• **Exercise**
Please pull out every line in the entries below that contains the string "handle", and copy each of those lines unchanged.

-- BEGIN Data to process --

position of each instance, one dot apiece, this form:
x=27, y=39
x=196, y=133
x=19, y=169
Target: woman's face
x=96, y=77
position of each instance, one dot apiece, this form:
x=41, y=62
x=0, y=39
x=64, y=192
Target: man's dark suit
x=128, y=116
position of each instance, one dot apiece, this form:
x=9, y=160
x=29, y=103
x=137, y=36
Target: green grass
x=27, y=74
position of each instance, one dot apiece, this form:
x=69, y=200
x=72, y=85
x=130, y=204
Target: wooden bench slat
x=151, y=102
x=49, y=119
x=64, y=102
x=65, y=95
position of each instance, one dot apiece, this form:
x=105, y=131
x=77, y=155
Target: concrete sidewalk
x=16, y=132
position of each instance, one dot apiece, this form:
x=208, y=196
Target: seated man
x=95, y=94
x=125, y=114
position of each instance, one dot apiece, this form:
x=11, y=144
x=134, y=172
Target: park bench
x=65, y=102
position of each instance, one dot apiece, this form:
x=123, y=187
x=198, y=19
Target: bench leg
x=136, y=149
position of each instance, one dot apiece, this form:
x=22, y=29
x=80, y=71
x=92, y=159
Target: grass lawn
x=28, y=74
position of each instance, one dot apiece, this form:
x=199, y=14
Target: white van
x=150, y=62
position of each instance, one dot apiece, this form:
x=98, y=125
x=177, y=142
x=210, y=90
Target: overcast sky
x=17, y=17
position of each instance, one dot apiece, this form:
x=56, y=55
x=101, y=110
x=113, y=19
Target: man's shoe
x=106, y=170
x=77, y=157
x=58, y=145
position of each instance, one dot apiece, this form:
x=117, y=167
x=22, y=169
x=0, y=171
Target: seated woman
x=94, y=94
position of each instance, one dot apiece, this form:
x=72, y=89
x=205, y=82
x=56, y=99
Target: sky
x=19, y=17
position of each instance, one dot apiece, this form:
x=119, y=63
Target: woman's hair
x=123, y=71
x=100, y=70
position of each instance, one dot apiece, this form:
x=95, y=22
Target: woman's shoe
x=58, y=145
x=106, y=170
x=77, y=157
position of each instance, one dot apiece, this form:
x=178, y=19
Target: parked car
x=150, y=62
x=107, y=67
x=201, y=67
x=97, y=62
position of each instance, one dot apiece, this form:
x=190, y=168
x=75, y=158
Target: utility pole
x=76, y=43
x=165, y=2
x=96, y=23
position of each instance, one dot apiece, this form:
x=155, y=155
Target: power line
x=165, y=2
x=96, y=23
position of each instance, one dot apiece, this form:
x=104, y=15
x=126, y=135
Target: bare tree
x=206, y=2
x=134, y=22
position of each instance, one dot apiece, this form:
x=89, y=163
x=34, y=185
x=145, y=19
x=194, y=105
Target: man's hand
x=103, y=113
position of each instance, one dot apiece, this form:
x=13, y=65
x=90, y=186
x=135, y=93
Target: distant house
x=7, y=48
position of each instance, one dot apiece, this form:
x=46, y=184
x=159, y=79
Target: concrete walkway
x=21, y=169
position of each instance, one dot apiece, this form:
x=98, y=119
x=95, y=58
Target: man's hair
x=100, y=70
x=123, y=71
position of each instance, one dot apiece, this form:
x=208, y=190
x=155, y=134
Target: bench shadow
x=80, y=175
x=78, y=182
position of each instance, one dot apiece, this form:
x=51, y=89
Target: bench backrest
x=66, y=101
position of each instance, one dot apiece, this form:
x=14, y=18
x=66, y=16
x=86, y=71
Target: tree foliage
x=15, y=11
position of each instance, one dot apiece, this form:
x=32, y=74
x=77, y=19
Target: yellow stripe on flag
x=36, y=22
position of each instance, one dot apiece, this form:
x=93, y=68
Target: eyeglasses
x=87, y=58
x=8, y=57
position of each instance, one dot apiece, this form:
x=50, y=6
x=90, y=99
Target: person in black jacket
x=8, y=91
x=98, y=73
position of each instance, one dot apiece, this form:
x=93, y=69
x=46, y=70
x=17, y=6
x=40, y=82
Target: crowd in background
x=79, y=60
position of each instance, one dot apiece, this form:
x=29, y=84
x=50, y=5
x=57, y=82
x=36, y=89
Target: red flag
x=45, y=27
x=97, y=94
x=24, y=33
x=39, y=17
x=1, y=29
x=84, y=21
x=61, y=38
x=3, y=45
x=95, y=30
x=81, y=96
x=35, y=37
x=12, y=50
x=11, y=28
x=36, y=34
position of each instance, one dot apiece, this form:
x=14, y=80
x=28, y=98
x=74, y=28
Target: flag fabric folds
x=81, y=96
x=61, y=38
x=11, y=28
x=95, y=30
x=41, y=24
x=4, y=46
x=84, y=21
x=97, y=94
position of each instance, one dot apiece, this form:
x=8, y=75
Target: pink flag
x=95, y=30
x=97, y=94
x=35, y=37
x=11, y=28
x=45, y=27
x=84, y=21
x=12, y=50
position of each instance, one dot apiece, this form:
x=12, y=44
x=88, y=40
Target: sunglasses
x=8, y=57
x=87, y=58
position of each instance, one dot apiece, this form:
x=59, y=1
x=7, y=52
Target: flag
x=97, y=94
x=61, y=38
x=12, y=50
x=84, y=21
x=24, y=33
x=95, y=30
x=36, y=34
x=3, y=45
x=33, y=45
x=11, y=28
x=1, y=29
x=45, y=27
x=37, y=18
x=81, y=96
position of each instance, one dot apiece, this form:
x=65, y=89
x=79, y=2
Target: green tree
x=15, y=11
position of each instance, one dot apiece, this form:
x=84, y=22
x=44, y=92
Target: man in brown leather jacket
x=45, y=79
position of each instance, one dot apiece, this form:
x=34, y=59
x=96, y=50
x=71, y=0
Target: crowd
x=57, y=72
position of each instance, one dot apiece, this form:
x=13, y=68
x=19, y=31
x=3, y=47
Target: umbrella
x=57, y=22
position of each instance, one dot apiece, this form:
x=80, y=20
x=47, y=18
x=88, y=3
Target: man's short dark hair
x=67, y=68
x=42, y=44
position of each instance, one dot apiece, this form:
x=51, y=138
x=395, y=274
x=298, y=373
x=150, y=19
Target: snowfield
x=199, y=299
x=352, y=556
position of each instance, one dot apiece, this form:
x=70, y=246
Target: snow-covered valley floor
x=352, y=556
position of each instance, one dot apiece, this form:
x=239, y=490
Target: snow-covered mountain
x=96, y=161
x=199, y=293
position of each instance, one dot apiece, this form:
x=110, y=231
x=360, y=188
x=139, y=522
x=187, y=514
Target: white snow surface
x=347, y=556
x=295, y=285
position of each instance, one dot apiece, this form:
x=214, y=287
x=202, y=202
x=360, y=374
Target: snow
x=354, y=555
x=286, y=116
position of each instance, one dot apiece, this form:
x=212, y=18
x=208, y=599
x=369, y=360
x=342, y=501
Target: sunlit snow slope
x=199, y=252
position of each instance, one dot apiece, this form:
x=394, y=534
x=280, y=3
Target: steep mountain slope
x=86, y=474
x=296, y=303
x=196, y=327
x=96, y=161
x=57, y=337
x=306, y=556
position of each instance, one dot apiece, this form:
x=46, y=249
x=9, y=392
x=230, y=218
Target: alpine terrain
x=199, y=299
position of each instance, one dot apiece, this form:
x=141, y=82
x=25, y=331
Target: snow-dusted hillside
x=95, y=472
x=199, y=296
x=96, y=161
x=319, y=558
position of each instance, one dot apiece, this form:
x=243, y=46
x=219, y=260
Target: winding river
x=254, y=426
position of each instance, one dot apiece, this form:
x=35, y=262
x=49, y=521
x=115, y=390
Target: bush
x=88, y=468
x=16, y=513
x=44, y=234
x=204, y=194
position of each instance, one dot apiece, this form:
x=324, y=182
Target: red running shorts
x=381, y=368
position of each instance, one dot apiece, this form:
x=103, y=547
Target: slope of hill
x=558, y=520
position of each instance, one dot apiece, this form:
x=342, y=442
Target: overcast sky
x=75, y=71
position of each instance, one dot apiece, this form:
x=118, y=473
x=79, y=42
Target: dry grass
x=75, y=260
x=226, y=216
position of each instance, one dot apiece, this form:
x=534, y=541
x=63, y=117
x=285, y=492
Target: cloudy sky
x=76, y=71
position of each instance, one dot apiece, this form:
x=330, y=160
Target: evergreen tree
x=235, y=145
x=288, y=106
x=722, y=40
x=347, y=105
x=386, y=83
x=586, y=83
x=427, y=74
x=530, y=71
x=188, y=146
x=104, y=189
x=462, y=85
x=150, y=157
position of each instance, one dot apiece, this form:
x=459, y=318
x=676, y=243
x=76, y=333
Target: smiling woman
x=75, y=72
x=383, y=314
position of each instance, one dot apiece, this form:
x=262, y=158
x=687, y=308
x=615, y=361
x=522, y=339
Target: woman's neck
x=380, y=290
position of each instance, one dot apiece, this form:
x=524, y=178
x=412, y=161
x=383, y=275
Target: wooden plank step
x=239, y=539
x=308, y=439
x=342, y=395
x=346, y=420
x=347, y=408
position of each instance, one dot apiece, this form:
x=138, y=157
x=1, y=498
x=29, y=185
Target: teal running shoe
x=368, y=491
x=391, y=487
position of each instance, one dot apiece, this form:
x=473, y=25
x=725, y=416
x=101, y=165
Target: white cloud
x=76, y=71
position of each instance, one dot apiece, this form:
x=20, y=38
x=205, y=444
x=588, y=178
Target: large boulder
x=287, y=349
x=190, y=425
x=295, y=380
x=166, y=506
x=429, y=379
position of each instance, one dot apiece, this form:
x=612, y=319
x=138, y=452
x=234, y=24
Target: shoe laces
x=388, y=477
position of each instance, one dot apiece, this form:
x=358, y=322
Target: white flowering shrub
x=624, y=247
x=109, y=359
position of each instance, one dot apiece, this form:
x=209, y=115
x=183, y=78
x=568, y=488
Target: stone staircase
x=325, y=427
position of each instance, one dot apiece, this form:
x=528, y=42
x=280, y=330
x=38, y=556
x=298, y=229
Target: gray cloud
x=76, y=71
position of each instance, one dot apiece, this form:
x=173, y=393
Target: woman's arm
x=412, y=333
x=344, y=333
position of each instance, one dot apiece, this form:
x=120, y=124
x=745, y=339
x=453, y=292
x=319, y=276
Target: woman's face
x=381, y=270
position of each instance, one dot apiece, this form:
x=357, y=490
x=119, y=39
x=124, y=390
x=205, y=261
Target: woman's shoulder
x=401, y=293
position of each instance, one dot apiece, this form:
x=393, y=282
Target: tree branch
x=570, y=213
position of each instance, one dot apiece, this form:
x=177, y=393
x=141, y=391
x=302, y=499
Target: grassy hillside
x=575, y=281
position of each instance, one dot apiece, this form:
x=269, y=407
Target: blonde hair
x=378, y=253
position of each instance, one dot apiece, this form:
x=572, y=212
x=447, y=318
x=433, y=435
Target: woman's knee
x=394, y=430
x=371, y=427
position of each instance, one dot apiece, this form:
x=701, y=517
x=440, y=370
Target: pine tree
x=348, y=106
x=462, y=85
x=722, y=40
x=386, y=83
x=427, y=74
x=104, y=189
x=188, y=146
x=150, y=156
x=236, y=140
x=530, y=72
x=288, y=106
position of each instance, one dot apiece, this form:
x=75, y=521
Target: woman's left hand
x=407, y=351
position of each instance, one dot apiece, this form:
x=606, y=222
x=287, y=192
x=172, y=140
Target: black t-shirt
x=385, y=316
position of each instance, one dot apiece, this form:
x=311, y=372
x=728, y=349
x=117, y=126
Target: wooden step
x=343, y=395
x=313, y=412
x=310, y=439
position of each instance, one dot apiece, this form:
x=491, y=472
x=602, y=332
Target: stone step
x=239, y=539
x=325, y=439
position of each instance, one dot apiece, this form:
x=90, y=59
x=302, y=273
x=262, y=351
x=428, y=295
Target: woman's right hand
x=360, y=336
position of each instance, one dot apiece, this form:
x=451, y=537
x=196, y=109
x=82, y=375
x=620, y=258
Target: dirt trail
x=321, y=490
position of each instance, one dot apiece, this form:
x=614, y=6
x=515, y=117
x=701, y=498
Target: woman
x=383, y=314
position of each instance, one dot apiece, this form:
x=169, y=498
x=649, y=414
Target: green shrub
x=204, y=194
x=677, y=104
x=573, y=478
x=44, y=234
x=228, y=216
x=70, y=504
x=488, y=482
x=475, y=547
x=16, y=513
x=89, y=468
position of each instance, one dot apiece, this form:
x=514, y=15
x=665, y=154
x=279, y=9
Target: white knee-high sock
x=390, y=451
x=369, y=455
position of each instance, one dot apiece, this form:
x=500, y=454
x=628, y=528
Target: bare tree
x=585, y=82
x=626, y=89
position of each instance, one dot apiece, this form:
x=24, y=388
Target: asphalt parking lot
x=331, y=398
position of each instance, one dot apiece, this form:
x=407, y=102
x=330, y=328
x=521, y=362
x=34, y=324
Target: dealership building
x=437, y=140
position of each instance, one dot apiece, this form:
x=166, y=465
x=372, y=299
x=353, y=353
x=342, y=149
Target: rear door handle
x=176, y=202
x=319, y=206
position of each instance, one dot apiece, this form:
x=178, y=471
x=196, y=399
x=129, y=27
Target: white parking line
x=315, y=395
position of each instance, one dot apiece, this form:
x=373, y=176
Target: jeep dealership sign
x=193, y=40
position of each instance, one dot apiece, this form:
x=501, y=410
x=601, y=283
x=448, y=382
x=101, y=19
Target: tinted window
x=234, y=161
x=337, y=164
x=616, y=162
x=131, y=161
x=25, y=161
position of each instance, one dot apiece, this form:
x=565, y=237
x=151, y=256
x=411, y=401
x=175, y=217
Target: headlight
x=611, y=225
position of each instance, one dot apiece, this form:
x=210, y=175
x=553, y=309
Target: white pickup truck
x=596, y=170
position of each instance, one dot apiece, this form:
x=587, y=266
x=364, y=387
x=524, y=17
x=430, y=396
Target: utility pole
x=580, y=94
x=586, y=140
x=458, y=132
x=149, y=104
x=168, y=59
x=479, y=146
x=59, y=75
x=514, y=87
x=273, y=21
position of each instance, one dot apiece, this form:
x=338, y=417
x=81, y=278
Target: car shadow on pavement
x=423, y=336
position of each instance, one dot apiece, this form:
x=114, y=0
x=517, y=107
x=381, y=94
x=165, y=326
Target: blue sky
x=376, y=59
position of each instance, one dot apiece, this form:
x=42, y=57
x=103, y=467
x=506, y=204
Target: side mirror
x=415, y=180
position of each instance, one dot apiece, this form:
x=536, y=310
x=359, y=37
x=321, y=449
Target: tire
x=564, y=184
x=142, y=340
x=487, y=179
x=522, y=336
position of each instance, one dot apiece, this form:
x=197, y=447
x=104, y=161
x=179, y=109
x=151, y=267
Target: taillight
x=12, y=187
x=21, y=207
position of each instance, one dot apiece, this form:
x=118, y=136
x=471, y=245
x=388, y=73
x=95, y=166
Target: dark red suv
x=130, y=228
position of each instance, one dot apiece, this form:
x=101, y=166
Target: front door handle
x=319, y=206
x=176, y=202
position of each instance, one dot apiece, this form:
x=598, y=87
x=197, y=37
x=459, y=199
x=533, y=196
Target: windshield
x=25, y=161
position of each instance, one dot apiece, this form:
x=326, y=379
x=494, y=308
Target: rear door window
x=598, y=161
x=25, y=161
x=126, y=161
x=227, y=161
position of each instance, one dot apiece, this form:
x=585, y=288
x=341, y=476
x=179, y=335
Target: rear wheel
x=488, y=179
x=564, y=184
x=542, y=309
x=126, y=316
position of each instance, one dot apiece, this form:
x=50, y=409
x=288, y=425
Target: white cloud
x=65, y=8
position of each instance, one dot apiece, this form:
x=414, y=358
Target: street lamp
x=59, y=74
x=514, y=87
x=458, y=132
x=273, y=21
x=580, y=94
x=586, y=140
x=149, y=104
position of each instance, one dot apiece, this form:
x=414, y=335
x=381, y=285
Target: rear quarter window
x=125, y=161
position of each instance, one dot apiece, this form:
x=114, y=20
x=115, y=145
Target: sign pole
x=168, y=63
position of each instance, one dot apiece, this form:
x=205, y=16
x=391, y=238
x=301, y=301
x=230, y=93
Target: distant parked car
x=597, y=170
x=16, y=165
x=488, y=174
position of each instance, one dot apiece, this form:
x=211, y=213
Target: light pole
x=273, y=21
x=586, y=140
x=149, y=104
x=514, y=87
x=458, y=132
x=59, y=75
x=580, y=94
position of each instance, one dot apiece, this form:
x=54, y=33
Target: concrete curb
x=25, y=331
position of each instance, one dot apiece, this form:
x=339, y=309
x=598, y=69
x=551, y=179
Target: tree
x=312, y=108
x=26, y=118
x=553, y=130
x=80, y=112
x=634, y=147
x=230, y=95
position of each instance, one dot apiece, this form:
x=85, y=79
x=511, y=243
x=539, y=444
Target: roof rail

-- END Data to process --

• **Expected output**
Target: rear door handle
Target: front door handle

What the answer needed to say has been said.